[Stored data entries]
____________________
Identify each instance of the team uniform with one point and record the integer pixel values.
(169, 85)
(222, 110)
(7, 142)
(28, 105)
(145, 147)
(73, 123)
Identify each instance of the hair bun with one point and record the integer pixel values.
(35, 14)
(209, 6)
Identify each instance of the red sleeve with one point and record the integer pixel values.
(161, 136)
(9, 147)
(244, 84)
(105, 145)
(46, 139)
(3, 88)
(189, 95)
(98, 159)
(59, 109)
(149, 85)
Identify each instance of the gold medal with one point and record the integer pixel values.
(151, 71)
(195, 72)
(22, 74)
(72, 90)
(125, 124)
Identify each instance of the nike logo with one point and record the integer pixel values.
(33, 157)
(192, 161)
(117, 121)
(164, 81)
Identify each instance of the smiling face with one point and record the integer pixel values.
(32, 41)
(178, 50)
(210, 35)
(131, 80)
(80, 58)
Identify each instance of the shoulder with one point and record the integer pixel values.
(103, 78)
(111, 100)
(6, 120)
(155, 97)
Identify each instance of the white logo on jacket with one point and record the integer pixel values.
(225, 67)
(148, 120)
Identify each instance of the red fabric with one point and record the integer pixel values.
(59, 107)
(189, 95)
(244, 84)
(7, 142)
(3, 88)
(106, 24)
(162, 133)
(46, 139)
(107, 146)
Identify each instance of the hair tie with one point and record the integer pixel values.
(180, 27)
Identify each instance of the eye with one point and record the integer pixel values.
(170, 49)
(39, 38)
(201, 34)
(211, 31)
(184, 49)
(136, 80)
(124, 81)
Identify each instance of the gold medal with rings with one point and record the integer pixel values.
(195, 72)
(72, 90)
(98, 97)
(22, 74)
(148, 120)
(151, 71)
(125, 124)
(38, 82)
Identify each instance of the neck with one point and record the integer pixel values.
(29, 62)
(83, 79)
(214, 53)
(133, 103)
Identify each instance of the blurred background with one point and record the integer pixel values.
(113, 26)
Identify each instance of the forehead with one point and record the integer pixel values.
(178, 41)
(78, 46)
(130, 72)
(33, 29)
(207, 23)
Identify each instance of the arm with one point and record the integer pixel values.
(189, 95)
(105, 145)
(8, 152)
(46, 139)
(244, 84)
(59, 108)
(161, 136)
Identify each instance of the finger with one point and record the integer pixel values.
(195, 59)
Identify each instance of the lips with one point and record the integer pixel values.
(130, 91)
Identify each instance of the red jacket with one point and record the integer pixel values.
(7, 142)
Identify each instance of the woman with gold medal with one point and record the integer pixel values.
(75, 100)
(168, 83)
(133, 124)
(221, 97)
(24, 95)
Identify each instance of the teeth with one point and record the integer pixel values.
____________________
* Problem statement *
Please print out every entry again, exactly as it reads.

* Reply to the exercise *
Identify each instance of the team uniform with one point and record the integer pixel values.
(169, 85)
(222, 110)
(7, 142)
(28, 105)
(145, 147)
(73, 123)
Identify each instance of the hair bun with one point and record the integer pixel values.
(35, 14)
(209, 6)
Identify each instance of the red sleeve with one point and record the integer pixel values.
(161, 136)
(9, 147)
(244, 84)
(105, 145)
(46, 139)
(3, 88)
(189, 95)
(98, 159)
(59, 109)
(149, 85)
Identify each instance of the gold medal with one point and record the integer pixel values.
(151, 71)
(195, 72)
(22, 74)
(72, 90)
(125, 124)
Identify each instance of the nike logo with one point and record the integer pixel values.
(33, 157)
(192, 161)
(117, 121)
(164, 81)
Identify each instance of the smiling face with one point and record the integer pixel values.
(32, 41)
(178, 50)
(210, 35)
(131, 80)
(80, 58)
Identify each instance of the shoulder with one point and record the integer pixel values.
(103, 78)
(111, 100)
(6, 120)
(155, 97)
Identify each instance of the white logo on jacket with one point and record the integer pixel values.
(225, 67)
(148, 120)
Identify each instance of the red fabric with one point and record the integer pixel values.
(59, 107)
(189, 95)
(244, 84)
(7, 142)
(3, 88)
(106, 24)
(162, 133)
(46, 139)
(107, 146)
Identify each instance of the hair tie with one point and record the integer pixel values.
(180, 27)
Identify each instance of the eye with one point and record the integer pixel values.
(170, 49)
(39, 38)
(201, 34)
(211, 31)
(184, 49)
(136, 80)
(124, 81)
Identify each instance of the gold medal with rings with one point and record the integer pixel values.
(195, 72)
(72, 90)
(98, 97)
(22, 74)
(148, 120)
(151, 71)
(125, 124)
(38, 82)
Identify each instance of the neck with one point and record the integer pixel values.
(29, 62)
(83, 79)
(214, 53)
(133, 103)
Identify each instance of the blurred background with one point and record the integer pixel values.
(113, 26)
Identify each instance of the forehead with one point and record the integer pixel values.
(178, 41)
(78, 46)
(130, 72)
(33, 29)
(207, 23)
Identify each instance of the arm with one point and record the integer pixel values.
(189, 95)
(105, 145)
(8, 152)
(46, 139)
(244, 84)
(59, 108)
(161, 136)
Identify each instance of the finger with one point and record the integer pixel values.
(195, 59)
Identify each instance of the lips with one point and record the integer pixel values.
(130, 91)
Identify each instance of the red jacket with one point and record the integer pixel values.
(7, 142)
Identify each instance of the woman with gold medal with one point and record the integer pixel values.
(75, 100)
(168, 83)
(133, 124)
(221, 97)
(24, 95)
Identify each instance of the teeth with one point and record the integer pixel values.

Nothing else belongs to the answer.